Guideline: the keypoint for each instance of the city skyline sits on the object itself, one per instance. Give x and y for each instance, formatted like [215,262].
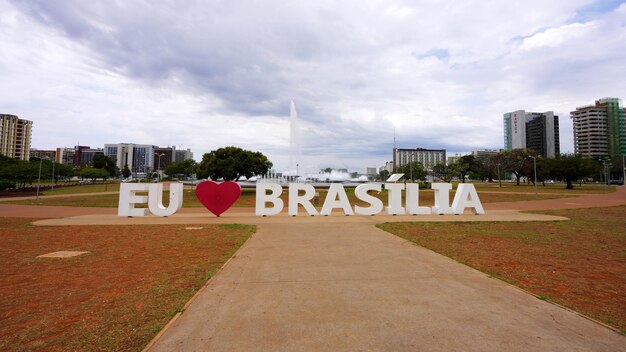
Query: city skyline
[212,76]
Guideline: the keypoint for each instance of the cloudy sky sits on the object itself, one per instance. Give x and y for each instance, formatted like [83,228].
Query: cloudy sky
[207,74]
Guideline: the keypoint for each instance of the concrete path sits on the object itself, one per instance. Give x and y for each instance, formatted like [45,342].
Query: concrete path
[348,286]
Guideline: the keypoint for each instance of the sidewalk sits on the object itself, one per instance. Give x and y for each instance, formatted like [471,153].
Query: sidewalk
[350,286]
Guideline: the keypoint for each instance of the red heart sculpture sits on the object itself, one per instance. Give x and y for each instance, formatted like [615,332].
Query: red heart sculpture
[218,197]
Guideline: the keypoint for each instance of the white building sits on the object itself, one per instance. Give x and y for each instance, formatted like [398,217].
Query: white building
[428,157]
[534,130]
[370,171]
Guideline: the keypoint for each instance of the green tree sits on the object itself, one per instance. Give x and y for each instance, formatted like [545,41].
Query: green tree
[413,171]
[101,161]
[443,171]
[465,165]
[517,161]
[184,168]
[94,173]
[571,168]
[230,163]
[62,171]
[20,172]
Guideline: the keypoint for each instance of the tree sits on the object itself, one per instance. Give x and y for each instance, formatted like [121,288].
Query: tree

-------------------------

Work item
Could you print exactly the lines from the one containing "Guideline: the keypoint for each instance of the sidewalk" through the last line of the records above?

Task response
Guideline: the keypoint for each instance of the sidewalk sits on the object itself, one per instance. Give x and y for each instance, formatted like [471,153].
Query: sidewalk
[350,286]
Guideline: the keypoint for each instance of the red heart sculpture sits on the object itself, one per instance. Give x and y for each instance, formatted like [615,332].
Query: red heart sculpture
[218,197]
Guideline: the keypoint for each instance of the white building sits on the object itself, one per instance. Give x and y for each instance, formatted like [398,217].
Query: white building
[428,157]
[534,130]
[370,171]
Guideline: the keypoint for each instance of the green tree sits on the object itself, one per instance. Give x and y for each instance, formatted like [545,41].
Query: green tree
[413,171]
[101,161]
[443,171]
[465,165]
[517,161]
[184,168]
[94,173]
[571,168]
[230,163]
[62,171]
[20,172]
Guideline: the keypoint for each instance of the tree sits on the object itself, one per instance. Give x and y for each instance, formatted like [121,288].
Query: tree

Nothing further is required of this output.